## BEGIN
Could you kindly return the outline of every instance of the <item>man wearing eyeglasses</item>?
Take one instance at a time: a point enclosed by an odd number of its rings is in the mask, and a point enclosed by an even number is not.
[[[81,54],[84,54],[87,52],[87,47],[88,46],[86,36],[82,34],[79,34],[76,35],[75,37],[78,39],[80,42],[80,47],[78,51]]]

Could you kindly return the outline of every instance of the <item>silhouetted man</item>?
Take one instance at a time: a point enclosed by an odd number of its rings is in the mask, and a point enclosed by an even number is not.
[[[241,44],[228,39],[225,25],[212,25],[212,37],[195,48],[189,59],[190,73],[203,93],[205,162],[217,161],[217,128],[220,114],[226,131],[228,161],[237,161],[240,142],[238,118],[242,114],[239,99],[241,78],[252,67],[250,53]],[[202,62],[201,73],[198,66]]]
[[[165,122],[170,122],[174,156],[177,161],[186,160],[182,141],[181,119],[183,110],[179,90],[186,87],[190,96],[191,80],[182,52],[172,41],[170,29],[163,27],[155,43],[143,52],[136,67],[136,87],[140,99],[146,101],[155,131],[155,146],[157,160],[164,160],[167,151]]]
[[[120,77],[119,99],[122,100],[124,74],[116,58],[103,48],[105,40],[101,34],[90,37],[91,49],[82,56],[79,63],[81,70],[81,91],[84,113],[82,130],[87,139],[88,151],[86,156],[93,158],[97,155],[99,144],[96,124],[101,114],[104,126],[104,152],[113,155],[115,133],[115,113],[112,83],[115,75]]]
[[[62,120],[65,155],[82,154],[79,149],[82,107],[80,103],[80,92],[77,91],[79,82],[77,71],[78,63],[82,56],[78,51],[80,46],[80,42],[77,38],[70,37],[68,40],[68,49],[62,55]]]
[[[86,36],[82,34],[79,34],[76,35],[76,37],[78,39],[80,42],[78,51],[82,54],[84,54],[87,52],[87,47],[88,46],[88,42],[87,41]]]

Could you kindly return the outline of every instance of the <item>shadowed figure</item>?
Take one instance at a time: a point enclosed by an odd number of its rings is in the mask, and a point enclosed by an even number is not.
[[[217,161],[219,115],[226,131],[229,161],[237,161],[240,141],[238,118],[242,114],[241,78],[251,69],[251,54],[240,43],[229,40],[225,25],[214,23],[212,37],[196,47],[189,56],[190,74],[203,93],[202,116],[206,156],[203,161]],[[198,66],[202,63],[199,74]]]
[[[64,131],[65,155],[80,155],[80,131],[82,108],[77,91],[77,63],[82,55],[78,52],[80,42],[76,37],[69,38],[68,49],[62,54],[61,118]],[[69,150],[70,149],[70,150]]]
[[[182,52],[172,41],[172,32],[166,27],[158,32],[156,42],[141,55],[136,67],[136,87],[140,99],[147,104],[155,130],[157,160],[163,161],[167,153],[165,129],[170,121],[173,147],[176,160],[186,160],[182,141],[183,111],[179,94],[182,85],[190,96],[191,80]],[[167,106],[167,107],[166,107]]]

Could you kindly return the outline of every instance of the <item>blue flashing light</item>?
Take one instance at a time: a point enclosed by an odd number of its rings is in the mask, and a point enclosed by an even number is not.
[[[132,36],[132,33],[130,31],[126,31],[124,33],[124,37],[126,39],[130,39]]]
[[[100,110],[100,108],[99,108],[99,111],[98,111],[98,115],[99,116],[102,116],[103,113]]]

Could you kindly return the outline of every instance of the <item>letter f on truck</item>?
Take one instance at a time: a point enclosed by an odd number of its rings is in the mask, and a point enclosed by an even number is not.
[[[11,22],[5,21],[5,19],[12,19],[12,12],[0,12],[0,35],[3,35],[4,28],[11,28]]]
## END
(WHAT IS BEING ASKED): Add -102 to every coordinate in the answers, then write out again all lines from the one containing "<item>blue flashing light</item>?" through the end of the records, inclusive, with the requests included.

(COMPLETE RESPONSE):
Could you kindly return the outline of every instance of the <item>blue flashing light</item>?
Take one instance at a time: a point enclosed by an odd number of its rings is in the mask, and a point enclosed by an even number is not.
[[[30,-66],[30,-69],[28,-71],[24,-71],[22,-69],[22,-65],[24,-63],[28,-63]]]
[[[-2,8],[-2,6],[-3,6],[-3,9],[-4,9],[-4,13],[-3,14],[0,14],[1,11]]]

Could you kindly return the outline of every instance of the <item>letter f on truck</item>?
Take one instance at a time: a point enclosed by an odd number of its rings is in the mask, and a point enclosed by an even number is not.
[[[-91,-80],[-97,-81],[-97,-83],[-90,-83],[-90,-90],[-102,-90],[-102,-67],[-99,-67],[-98,-74],[-91,-74]]]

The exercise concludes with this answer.